▶ **Written exercise a**:
Summarize the post on Oracle 10g features in two sentences.

12/19/2005

Things I miss about Oracle 10g

Due to a recent job change, I have had to go from 10gR1 to 8i. While it hasn't been a horrible transition, there are some things that I wish I was ignorant about. Here are some things that I miss about Oracle 10gR1:

1) Dual row generation trick
I don't use this one much, but when I need it, its one of the best ways to create rows on the fly.


SELECT ROWNUM rn
FROM DUAL
CONNECT BY ROWNUM <= :p_num_rows



2) With clause
I love the modularity of this syntax. It's great when you want to get a filtered list from a master table and then get the child records of those master records. Complex queries can be written in a cascading style instead of inside out. Queries can be better self-documented. It even opens a new path of materializing a reused query to temp for the sake of performance!


WITH info AS (
SELECT o.ORDER_ID, o.CUSTOMER_NAME
FROM ORDERS o
WHERE o.ORDER_TOTAL > 1000
), details AS (
SELECT od.ORDER_ID, od.PRODUCT, od.QUANTITY, od.LINE_TOTAL
FROM ORDER_DETAILS od
WHERE od.ORDER_ID IN (
SELECT i.ORDER_ID
FROM INFO i
)

▶ **Records provided**:
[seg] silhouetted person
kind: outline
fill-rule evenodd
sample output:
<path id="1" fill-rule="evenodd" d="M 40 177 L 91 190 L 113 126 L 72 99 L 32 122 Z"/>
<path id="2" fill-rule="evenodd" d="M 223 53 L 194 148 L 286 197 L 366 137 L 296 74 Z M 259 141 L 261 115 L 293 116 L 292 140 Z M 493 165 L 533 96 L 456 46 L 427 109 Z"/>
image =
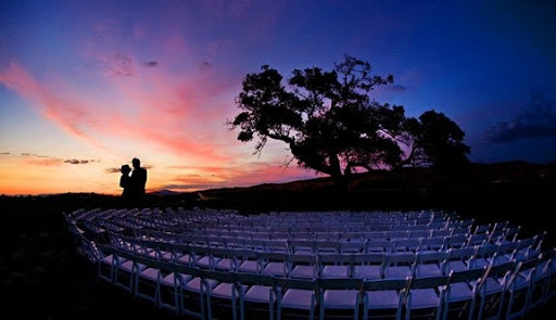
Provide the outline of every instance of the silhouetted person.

▶ **Written exercise b**:
Rewrite the rows above with each "silhouetted person" switched to "silhouetted figure" and everything else unchanged, leaving out the pictures.

▶ **Solution a**:
After a job change required a move from Oracle 10gR1 to 8i, the writer lists features of 10gR1 that are missed. These include a trick that generates rows on the fly from DUAL with CONNECT BY ROWNUM, and the WITH clause, which is praised for its modularity, a cascading style for complex queries, better self-documentation, and the option of materializing a reused query to temp for performance.

▶ **Solution b**:
[seg] silhouetted figure
kind: outline
fill-rule evenodd
sample output:
<path id="1" fill-rule="evenodd" d="M 40 177 L 91 190 L 113 126 L 72 99 L 32 122 Z"/>
<path id="2" fill-rule="evenodd" d="M 223 53 L 194 148 L 286 197 L 366 137 L 296 74 Z M 259 141 L 261 115 L 293 116 L 292 140 Z M 493 165 L 533 96 L 456 46 L 427 109 Z"/>
image =
Provide the outline of every instance of the silhouetted figure.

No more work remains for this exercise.